= ABOUT THIS EXERCISE =
Output all records verbatim.

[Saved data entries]
---
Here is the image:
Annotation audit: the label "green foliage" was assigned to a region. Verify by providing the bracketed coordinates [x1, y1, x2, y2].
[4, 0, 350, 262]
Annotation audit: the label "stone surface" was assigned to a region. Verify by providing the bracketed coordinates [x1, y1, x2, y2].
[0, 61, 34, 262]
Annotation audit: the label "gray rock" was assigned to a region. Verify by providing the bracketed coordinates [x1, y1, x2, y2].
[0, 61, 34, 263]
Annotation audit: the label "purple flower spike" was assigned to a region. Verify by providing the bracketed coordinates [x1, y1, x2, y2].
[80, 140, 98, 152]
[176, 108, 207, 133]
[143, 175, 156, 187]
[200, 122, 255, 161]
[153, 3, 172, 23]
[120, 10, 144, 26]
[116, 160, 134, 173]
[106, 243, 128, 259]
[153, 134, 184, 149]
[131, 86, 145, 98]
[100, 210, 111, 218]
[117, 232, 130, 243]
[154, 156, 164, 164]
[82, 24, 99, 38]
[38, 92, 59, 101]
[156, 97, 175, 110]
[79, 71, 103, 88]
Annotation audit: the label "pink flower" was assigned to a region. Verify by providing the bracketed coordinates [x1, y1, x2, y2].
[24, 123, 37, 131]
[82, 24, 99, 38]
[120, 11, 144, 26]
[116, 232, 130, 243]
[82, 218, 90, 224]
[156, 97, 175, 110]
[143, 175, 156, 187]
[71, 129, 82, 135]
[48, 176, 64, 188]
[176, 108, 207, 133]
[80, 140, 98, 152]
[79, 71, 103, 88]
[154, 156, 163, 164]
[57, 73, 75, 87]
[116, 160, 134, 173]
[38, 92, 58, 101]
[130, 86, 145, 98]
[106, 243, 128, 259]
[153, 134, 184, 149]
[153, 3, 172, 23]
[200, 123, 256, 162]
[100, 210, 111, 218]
---
= REPLY TO THE EXERCISE =
Here is the image:
Annotation audit: the label "green foliage" was assigned to a region. Verify by providing the bracketed coordinates [x1, y1, x2, y2].
[4, 0, 350, 262]
Annotation audit: the label "stone surface" was assigned to a region. Verify by providing the bracketed coordinates [x1, y1, x2, y2].
[0, 61, 34, 262]
Annotation audit: the label "gray rock" was assigned to a region. Verify by providing the bracketed coordinates [x1, y1, x2, y2].
[0, 61, 34, 263]
Annotation audit: the label "purple flower spike" was assigned to a region. Verify by providing the bracketed coordinates [x1, y1, x2, y2].
[80, 140, 98, 152]
[176, 108, 207, 133]
[143, 175, 156, 187]
[200, 122, 255, 161]
[153, 3, 172, 23]
[120, 10, 144, 26]
[116, 160, 134, 173]
[106, 243, 128, 259]
[153, 134, 184, 149]
[131, 86, 145, 98]
[100, 210, 111, 218]
[117, 232, 130, 243]
[154, 156, 164, 164]
[82, 24, 99, 38]
[38, 92, 59, 101]
[156, 97, 175, 110]
[79, 71, 103, 88]
Annotation audit: the label "pink flower" was assigned to a region. Verify by providing the bracketed coordinates [x1, y1, x2, y2].
[24, 123, 37, 131]
[82, 24, 99, 38]
[120, 11, 144, 26]
[116, 232, 130, 243]
[82, 218, 90, 224]
[156, 97, 175, 110]
[143, 175, 156, 187]
[71, 129, 82, 135]
[48, 176, 64, 188]
[176, 108, 207, 133]
[80, 140, 98, 152]
[79, 71, 103, 88]
[154, 156, 163, 164]
[57, 73, 75, 87]
[116, 160, 134, 173]
[38, 92, 58, 101]
[130, 86, 145, 98]
[106, 243, 128, 259]
[153, 134, 184, 149]
[153, 3, 172, 23]
[200, 123, 256, 162]
[100, 210, 111, 218]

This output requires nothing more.